Kutipan Teks:
Minggu, 27 Mei 2018

Wayang Menak di Tangan HB IX

Oleh: PURWADMADI - 27 Mei 2018


REVITALISASI: Salah satu adegan pergelaran wayang menak lakon Geger Mukadam karya Sultan HB IX yang ditampilkan POSB Retno Aji Mataram, Jogjakarta (6/5).

MEMBANGKITKAN se­ma­ngat penciptaan seni tra­di­si klasik yang mendobrak, men­transformasi simbol kehidu­­pan untuk mencari hakikat jati diri me­lakoni hidup sebagai ’’wa­yang’’ yang dimainkan ’’dalang sejati’’, jati diri kemakhlukan, melalui metafora personifi­ka­tif wayang golek (boneka), mung­kin menjadi peker­jaan besar generasi kini dalam menghargai karya budaya pendahulu.

Wayang golek menak atau wayang wong menak merupakan karya monumental dalam khaza ah tari klasik gaya Jog­jakarta yang coba diangkat ulang dari keterendaman za­man oleh Dinas Ke budayaan DIJ.
Di pendapa Akademi Komunitas Negeri Seni dan Budaya Jogjakarta, wayang menak dipergelarkan 6–8 Mei lalu oleh enam perkumpulan tari dalam enam lakon.

Enam lakon itu adalah Geger Mu­kadam yang dibawakan POSB Retno Aji Mataram, Menak Sorangan (Siswa Among Beksa), Bedhah Negari Ambarkustub (YPB Sasminta Mardawa), Jayengrana Winiwaha (Kridha Beksa Wirama), Retna Marpinjun (PK Suryo Kencono), dan Widaninggar Boyong (Irama Tjitra).

Lakon wayang menak ber­sumber dari Serat Menak dan Serat Ambya. Banyak sumber menyebutkan, lakon itu saduran dari buku Hikayat Amir Hamzah dalam khazanah sastra Melayu yang bersumber dari Qissail Emr Hamza dalam khazanah sastra Parsi-Arab. ’’Pen­ja­waannya’’ menjadi Serat Menak oleh kalangan pujangga dan carik di Keraton Kartasura atas perintah Ratu Blitar, istri Sunan Paku Buwono I, kepada Carik Narawita (1717).

Data Mentah:
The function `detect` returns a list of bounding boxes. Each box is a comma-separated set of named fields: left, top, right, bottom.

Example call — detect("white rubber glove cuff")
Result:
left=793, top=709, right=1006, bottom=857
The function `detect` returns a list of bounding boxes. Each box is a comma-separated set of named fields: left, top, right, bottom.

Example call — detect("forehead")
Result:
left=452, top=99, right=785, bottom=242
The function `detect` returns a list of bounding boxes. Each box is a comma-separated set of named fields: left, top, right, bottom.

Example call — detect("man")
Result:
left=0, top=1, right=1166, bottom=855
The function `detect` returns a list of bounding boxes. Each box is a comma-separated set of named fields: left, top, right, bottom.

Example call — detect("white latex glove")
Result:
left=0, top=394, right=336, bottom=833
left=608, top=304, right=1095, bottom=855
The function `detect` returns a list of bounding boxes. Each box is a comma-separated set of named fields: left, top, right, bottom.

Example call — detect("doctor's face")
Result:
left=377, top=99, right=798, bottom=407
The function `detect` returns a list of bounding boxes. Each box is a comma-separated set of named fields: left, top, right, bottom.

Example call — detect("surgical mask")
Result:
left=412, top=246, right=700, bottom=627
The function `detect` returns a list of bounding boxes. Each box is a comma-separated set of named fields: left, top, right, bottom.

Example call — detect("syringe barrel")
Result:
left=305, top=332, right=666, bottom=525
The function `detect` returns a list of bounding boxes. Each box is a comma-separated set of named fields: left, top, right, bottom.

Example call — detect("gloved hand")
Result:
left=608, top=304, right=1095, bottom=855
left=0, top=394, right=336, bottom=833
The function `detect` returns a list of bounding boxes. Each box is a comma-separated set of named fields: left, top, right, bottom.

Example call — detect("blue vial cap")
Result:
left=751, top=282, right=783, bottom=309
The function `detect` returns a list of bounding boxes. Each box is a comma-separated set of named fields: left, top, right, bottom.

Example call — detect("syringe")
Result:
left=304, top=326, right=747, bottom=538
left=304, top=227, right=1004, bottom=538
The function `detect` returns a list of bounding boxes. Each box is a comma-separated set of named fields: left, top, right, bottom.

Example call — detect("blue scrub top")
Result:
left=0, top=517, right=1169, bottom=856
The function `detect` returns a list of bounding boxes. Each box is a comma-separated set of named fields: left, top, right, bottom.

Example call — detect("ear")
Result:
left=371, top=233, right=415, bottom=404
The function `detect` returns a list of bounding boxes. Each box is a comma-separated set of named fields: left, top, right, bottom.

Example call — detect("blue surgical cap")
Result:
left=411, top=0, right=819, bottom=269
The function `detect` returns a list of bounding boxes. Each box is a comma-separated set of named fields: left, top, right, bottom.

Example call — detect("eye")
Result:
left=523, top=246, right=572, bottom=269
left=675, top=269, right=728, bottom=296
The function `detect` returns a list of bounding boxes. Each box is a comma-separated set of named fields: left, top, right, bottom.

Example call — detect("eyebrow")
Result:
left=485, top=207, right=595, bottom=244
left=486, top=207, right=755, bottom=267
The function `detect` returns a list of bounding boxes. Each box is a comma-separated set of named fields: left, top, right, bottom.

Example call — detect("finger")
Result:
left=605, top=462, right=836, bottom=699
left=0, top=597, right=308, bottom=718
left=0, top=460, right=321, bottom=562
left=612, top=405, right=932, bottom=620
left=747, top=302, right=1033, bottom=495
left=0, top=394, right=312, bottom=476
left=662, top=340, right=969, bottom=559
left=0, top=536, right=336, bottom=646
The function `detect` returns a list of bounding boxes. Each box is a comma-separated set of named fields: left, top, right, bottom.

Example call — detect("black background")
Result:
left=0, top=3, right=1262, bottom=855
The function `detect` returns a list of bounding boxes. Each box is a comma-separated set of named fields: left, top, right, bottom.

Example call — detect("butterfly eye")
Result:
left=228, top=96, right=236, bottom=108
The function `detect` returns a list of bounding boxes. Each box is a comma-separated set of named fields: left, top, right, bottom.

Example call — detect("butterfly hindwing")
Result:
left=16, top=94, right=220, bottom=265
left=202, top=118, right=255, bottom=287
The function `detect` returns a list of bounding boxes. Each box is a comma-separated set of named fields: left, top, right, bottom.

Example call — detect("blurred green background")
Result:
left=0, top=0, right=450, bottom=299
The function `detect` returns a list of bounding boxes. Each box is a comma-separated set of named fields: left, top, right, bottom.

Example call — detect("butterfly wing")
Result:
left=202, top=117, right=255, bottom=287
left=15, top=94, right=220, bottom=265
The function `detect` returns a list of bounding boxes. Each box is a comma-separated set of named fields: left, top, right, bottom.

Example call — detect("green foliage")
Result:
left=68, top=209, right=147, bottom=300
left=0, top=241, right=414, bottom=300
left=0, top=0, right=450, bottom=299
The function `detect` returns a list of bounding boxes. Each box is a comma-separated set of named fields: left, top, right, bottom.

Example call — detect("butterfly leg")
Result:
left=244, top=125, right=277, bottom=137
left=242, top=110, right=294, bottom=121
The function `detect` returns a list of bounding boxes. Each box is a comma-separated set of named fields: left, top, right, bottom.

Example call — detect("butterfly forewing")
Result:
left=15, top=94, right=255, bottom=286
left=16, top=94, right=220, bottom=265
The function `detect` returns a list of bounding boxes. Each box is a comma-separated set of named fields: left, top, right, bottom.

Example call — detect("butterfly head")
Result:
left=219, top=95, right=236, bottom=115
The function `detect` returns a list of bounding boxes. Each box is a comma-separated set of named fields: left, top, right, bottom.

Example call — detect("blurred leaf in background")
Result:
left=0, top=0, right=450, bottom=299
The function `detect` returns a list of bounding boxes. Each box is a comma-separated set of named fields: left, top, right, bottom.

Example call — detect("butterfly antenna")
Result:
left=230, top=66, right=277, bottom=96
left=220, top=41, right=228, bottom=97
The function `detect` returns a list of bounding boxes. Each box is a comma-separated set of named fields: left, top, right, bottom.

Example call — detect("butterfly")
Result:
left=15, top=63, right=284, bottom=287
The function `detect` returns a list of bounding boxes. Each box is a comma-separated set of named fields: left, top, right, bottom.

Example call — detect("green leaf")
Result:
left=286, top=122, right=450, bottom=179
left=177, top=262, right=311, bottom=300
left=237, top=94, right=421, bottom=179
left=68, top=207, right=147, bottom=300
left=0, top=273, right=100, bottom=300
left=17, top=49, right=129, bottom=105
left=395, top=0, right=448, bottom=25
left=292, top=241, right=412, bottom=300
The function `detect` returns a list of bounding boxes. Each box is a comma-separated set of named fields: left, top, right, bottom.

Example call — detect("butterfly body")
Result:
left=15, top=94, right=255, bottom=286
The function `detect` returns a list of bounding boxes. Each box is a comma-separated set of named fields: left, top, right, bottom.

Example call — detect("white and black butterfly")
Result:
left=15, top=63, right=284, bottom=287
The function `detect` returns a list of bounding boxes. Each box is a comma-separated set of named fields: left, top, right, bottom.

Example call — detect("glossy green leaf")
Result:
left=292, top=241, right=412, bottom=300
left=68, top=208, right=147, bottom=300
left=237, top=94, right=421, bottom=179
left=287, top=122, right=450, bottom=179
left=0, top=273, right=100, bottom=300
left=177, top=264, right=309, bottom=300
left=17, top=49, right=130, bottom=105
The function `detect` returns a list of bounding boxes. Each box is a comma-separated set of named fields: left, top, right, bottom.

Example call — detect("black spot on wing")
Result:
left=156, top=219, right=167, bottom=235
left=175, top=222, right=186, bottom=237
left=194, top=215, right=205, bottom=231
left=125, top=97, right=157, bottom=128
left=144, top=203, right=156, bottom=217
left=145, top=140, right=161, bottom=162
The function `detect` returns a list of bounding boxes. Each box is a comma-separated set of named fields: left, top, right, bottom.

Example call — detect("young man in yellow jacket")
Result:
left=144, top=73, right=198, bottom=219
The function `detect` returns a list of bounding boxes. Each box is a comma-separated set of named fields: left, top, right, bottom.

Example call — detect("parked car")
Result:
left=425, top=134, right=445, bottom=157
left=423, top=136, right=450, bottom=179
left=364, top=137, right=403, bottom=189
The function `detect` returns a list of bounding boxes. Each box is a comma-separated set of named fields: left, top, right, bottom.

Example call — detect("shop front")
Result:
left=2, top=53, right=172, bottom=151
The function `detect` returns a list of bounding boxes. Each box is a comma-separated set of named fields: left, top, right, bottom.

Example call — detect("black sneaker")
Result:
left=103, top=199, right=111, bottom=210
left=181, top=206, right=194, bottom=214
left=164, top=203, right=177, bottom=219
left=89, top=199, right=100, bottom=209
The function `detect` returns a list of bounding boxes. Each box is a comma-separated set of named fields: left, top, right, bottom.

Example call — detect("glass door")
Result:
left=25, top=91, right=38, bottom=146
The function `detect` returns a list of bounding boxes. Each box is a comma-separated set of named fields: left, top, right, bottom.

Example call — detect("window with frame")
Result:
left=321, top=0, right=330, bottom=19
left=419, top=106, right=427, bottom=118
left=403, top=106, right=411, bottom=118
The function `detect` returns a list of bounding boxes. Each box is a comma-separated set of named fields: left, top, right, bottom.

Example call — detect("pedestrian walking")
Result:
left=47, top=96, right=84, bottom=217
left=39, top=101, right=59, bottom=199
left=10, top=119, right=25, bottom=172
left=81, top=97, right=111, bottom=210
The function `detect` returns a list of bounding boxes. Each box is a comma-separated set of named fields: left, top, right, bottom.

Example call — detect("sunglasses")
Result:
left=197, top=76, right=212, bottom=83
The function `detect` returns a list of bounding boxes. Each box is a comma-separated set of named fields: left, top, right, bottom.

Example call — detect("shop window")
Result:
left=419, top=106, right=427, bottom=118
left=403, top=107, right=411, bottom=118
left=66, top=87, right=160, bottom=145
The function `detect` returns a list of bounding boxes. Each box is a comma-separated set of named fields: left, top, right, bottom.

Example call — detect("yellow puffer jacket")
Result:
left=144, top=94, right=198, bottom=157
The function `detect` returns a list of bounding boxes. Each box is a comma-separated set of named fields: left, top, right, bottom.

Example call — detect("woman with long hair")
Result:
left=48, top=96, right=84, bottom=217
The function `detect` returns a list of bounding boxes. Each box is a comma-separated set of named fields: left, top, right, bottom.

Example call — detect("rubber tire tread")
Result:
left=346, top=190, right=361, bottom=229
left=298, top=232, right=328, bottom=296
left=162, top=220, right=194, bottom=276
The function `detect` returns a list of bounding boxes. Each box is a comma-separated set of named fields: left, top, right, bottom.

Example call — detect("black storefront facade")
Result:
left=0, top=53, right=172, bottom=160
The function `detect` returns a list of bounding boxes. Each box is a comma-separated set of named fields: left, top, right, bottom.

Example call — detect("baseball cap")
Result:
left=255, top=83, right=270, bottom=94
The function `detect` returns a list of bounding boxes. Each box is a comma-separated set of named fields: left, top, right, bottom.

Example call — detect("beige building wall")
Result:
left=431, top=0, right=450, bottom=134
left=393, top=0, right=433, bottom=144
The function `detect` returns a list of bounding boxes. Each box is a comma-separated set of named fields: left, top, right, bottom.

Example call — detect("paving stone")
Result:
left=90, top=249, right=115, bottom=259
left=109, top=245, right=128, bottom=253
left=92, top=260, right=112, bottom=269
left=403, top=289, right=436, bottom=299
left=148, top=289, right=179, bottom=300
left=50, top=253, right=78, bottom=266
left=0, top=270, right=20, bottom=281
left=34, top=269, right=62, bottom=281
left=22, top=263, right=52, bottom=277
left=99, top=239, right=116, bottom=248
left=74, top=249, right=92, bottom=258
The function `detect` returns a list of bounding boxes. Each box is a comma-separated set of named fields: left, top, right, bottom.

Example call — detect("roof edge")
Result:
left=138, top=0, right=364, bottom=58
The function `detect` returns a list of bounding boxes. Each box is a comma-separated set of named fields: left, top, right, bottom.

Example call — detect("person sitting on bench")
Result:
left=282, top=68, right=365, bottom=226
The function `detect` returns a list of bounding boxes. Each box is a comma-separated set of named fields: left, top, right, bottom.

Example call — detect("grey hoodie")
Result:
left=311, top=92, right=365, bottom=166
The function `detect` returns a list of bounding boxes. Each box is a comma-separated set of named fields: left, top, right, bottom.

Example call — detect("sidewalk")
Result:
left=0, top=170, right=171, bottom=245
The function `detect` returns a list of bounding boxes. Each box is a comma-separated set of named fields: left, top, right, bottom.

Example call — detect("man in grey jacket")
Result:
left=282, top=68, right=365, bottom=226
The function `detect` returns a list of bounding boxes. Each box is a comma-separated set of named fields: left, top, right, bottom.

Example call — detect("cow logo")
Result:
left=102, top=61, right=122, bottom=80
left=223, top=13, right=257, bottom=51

Ketentuan: Tulis lanjutan teks tentang wayang menak, dimulai setelah kalimat terakhirnya. Entri-entri tersebut tidak berkaitan dengan teks.

Hasil Tugas:
Kemudian berlanjut pada masa Yasadipura I (1729–1802), pujangga yang mengalami masa Keraton Kartasura-Surakarta. Tradisi sastra menak berkembang menjadi kekayaan serat lakon dan serat wulang di keraton-keraton Jawa yang kemudian meluber hingga di kalangan rakyat.

Serat Menak digunakan sebagai sumber lakon pertunjukan wayang golek (boneka) dan populer di kalangan rakyat pada ma­sanya.

Raja Jogjakarta kala itu, Sri Sultan Hamengku Buwono (HB) IX, sempat menyaksikan pertunjukan wayang golek pada tahun 40-an di daerah Kedu, Jawa Tengah.

Peristiwa itulah yang memicunya untuk menyusun tarian klasik dengan basis estetika tari klasik Jogjakarta, diperkaya unsur estetika wayang golek dengan sumber lakon selain Ma­ha­bharata, Ramayana, dan Panji (gedhogan).
Serupa golek menari? Bukan. Wayang golek menak karya Sri Sultan HB IX (1912–1988) tidak menyerupakan golek (kayu) yang sedang ditarikan dalang. Bukan meniru gerak golek.

Wayang golek menak memulangkan tariannya pada prinsip dasar tari klasik gaya Jogjakarta. Bukan menari serupa golek, melainkan menarikan tarian golek sebagai sebuah genre tari dalam khazanah tari klasik Jogjakarta, setara genre bedhaya-srimpi, beksan, dan wayang wong.

Karya monumental Sultan HB IX itu sempat vakum (ditam­pilkan) selama 1944–1980 ka­rena kesibukan Sultan terlibat dalam mengurus republik ini sejak 1945.

Me­mang, dalam bentuk pethilan (potongan adegan), tarian itu sering menjadi sajian bagi tamu dan turis dengan menampilkan garuda menak yang aksentuatif ke-Jogja-annya.

Baru sekitar 1985 sejumlah perkumpulan seni tari di Jog­jakarta diminta Sultan untuk melakukan revitalisasi wayang golek menak ciptaannya tersebut. Proses pembaruan itu, termasuk memasukkan unsur gerak silat Minangkabau, dalam pengawasan langsung Sultan.

Hasil kerja pembaruan secara kolektif oleh sejumlah perkumpulan tari tersebut secara bertahap telah diper tunjukkan beberapa kali di hadap an HB IX di Jakarta maupun Jog jakarta.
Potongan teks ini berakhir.